Autopsy shows man killed by St. Louis police was shot in back

Jim Suhr Associated Press

ST. LOUIS – An autopsy showed an 18-year-old, who was shot and killed by an officer helping serve a search warrant in a violence-plagued neighborhood, died from a single wound in the back, police said Friday.

St. Louis police Chief Sam Dotson cautioned the location of Mansur Ball-Bey’s wound neither confirms nor disproves two officers’ accounts that Ball-Bey pointed a loaded gun at them before they shot at him Wednesday.

The shooting had set off an evening of violent outcry, with authorities saying at least nine people were arrested and property was damaged. It also came on the heels of violence that marred the anniversary of the day Michael Brown was killed by a white officer in nearby Ferguson – a killing that sparked protests, the “Black Lives Matter” movement and a national debate over police treatment of minorities.

Dotson said Thursday a stolen handgun linked to Ball-Bey – with one round in the chamber and 13 more in the magazine – was found at the scene.

“Just because he was shot in the back doesn’t mean he was running away,” Dotson told the St. Louis Post-Dispatch. “What I do know is that two officers were involved and fired shots, but I don’t know exactly where they were standing yet and I won’t know until I get their statements.”

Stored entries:

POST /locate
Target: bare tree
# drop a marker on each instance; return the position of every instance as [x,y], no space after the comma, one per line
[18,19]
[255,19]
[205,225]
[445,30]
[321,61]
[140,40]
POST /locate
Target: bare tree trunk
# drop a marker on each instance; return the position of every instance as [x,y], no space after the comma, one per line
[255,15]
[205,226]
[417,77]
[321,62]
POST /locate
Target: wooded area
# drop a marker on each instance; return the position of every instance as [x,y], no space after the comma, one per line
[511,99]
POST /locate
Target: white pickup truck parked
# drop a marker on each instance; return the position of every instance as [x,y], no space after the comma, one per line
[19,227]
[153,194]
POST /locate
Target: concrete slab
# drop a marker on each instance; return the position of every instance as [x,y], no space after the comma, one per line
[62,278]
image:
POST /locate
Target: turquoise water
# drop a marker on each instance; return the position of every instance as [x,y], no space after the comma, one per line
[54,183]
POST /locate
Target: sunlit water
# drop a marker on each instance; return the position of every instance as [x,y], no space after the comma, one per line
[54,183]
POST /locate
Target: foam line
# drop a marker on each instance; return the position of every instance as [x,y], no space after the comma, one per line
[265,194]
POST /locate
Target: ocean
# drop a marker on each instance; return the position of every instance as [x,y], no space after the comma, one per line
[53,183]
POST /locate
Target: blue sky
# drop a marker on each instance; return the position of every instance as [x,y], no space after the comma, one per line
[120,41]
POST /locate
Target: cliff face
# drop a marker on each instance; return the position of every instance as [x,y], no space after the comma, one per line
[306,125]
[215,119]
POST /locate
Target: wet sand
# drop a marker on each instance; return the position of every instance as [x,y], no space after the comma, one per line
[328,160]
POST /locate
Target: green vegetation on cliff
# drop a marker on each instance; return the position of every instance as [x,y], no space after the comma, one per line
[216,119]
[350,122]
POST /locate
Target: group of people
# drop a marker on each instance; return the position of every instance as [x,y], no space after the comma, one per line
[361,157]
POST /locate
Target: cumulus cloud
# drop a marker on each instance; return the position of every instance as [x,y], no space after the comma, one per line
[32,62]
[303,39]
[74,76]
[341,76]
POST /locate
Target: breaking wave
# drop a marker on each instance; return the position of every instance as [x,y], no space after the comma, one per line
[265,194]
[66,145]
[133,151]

EXERCISE INSTRUCTIONS —
a: According to the article on the St. Louis police shooting, how much ammunition was in the stolen handgun found at the scene?
b: In the article on the St. Louis police shooting, why does Chief Dotson say the wound's location neither confirms nor disproves the officers' accounts?
c: Continue the article on the St. Louis police shooting from its last sentence.

ANSWERS BY ITEM —
a: One round in the chamber and 13 more in the magazine.

b: He says that being shot in the back doesn't mean Ball-Bey was running away. Two officers fired shots, and Dotson doesn't yet know exactly where they were standing. He won't know that until he gets their statements.

c:
Authorities haven’t said exactly where in the back Ball-Bey was shot. Police haven’t released the full autopsy or toxicology tests yet, and they have not explained why they don’t yet have statements from the officers. Messages left Friday with St. Louis’ chief medical examiner and that office’s investigator weren’t returned.

Dotson has pledged a thorough internal investigation by the police’s year-old Force Investigation Unit. Without specifying how long that “transparent” inquiry may take, police said its findings will be forwarded to St. Louis city and federal prosecutors for review.

“We have a policy that’s strong, a process that’s strong,” Dotson said. “There’s strong third-party review, and we want to make everything above reproach.”

The law gives police officers latitude to use deadly force when they feel physically endangered. The Supreme Court held in a 1989 case that the appropriateness of use of force by officers “must be judged from the perspective of a reasonable officer on the scene,” rather than evaluated through 20/20 hindsight.

That standard is designed to take into account that police officers frequently must make split-second decisions during fast-evolving confrontations and should not be subject to overly harsh second-guessing. The Justice Department cited that legal threshold earlier this year when it cleared officer Darren Wilson in the fatal shooting of 18-year-old Brown.

When it comes to suspects shot from behind, a police practices expert counseled against quick conclusions.

“Any time a suspect is shot in the back, it causes people to think something was done improperly or unfairly,” said Chuck Drago, a former police chief in Oviedo, Florida. “The truth is there are a lot of different ways a person could get shot in the back running away, and that in and of itself doesn’t mean a bad shooting.”